• **Reading passage**
══════════════════════════════

Souleymane Diaby

Personal information
- Date of birth: 8 October 1999 (age 26)
- Place of birth: Divo, Ivory Coast
- Height: 1.73 m (5 ft 8 in)
- Position: Left-back

Team information
- Current team: FC Winterthur
- Number: 18

Senior career*
- Years: Team / Apps / (Gls)
- 2016–2017: Bingerville
- 2017: Denguélé
- 2017–2021: Gagnoa
- 2021–: Winterthur / 124 / (2)

International career^{‡}
- 2013: Ivory Coast U17 / 2 / (0)
- 2017: Ivory Coast U20 / 2 / (0)

= Souleymane Diaby (footballer, born 1999) =

Ivorian footballer

Souleymane Diaby (born 8 October 1999) in Divo, Ivory Coast is an Ivorian professional footballer who plays as a left-back for Winterthur.

Diaby was born to an Ivorian father and Ugandan mother. His maternal grandfather, Sonko Sulaiman, was Ugandan, born in Masaka, Uganda, where he was a renowned coffee farmer.

==Club career==
Diaby began his senior career in the Ivory Coast with Bingerville, and moved to Denguélé briefly in 2017. From 2017 to 2021, he played with Gagnoa. On 3 July 2021, he moved to the Swiss club Winterthur. He helped Winterthur win the 2021–22 Swiss Challenge League, and earned promotion into the Swiss Super League. He extended his contract with Winterthur on 28 July 2022 for three more years. He made his professional debut with Winterthur in a 2–0 Swiss Super League loss to St. Gallen on 23 June 2022.

══════════════════════════════

• **Problems to solve**
(a) Pull the stretch from "- 2017: Ivory" through "left-back for Winterthur." out of the footballer profile, word for word.
(b) According to the footballer profile, on what date did Diaby move to the Swiss club Winterthur?

• **Data excerpt**
══════════════════════════════

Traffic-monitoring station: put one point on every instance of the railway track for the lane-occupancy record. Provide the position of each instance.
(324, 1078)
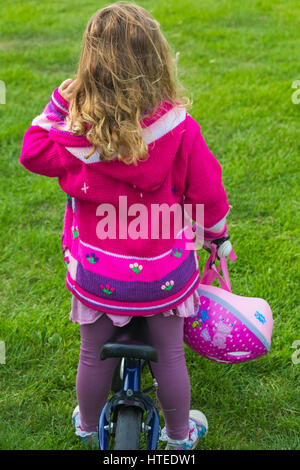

══════════════════════════════

• **Replies**
(a)
- 2017: Ivory Coast U20 / 2 / (0)

= Souleymane Diaby (footballer, born 1999) =

Ivorian footballer

Souleymane Diaby (born 8 October 1999) in Divo, Ivory Coast is an Ivorian professional footballer who plays as a left-back for Winterthur.

(b) 3 July 2021